*EXERCISE BRIEF:*
Locate every line in the material that contains the word "Point" and copy each one out in full.

*DATASET ROWS:*
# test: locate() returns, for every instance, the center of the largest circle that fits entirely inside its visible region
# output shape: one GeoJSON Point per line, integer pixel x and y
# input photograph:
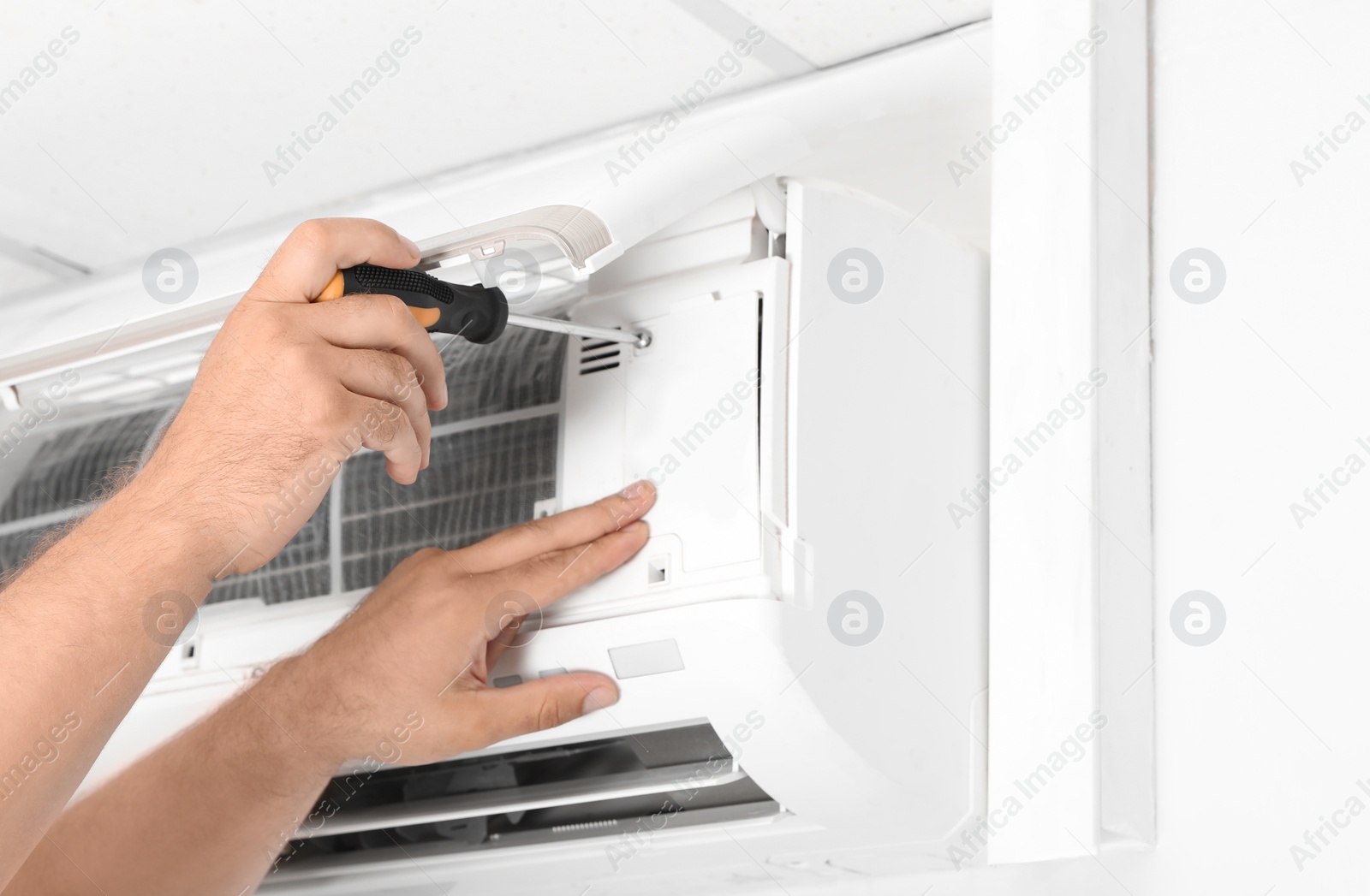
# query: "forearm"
---
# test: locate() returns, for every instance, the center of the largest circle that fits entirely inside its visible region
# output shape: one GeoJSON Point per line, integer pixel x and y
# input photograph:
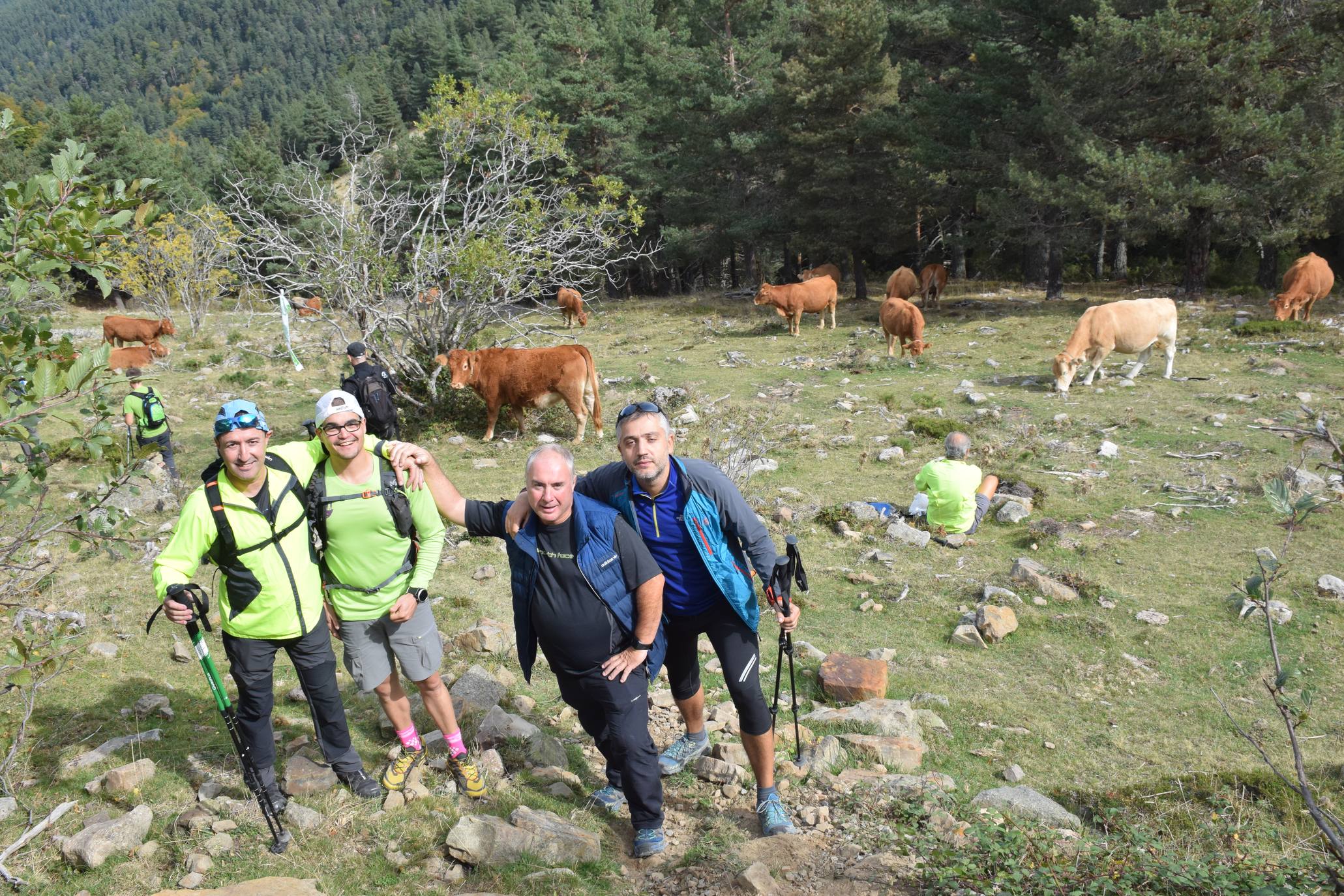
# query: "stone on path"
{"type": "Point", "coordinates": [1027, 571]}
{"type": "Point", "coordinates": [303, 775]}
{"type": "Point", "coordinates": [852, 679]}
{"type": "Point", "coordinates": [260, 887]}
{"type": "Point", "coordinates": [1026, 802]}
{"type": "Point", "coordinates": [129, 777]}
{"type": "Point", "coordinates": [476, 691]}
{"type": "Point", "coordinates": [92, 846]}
==
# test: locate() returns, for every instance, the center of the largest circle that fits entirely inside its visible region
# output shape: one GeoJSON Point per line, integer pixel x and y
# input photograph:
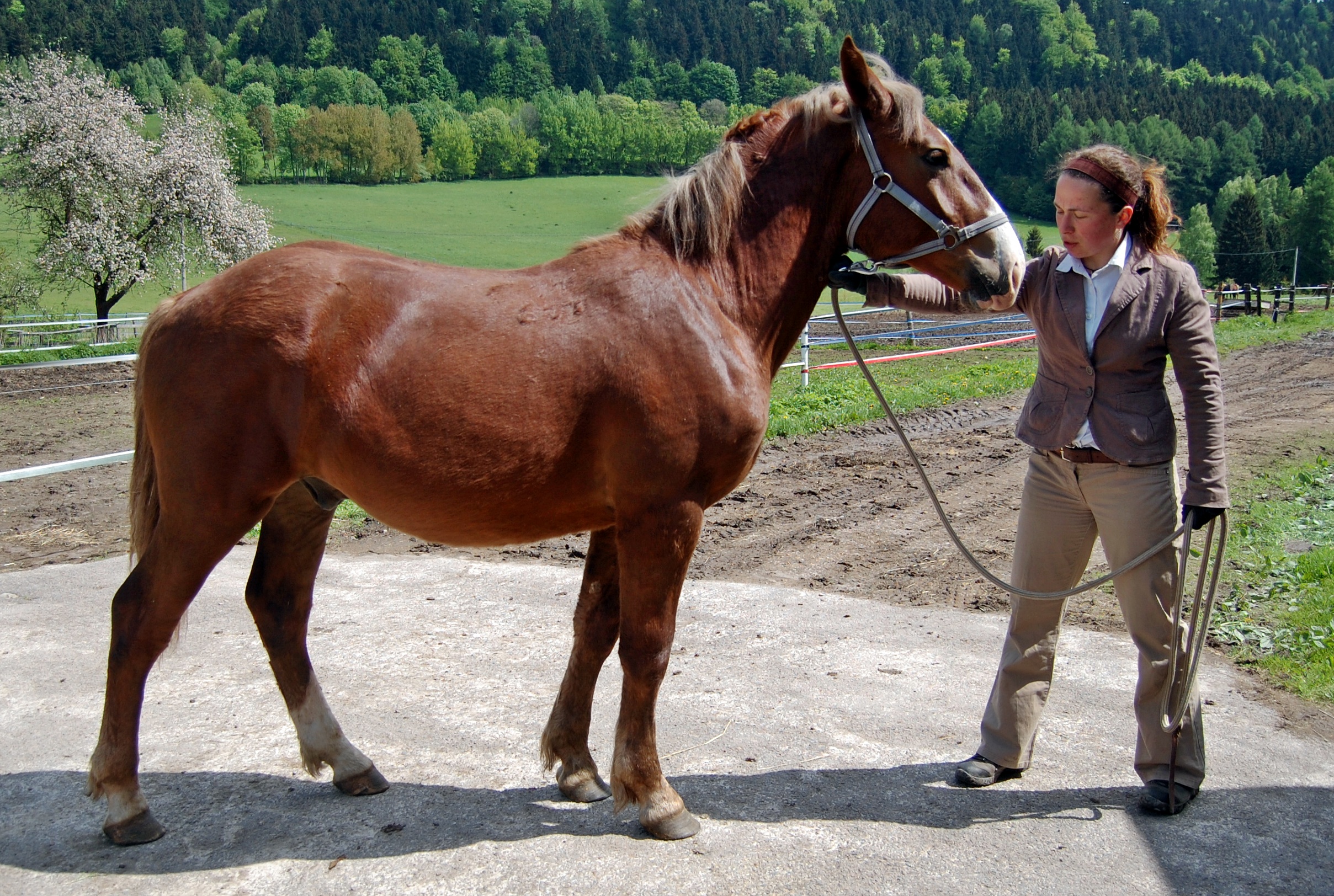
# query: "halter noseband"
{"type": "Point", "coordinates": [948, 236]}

*RESULT FOR THIS EXERCISE:*
# output shape: one GeoJSON Point per line, integer pixel x and y
# output shape: one GeoJSON Point per line, integer pixel x and y
{"type": "Point", "coordinates": [1027, 571]}
{"type": "Point", "coordinates": [303, 775]}
{"type": "Point", "coordinates": [852, 679]}
{"type": "Point", "coordinates": [260, 887]}
{"type": "Point", "coordinates": [1026, 802]}
{"type": "Point", "coordinates": [129, 777]}
{"type": "Point", "coordinates": [476, 691]}
{"type": "Point", "coordinates": [92, 846]}
# output shape: one GeoJSON Point per line, integer pixel x and y
{"type": "Point", "coordinates": [948, 236]}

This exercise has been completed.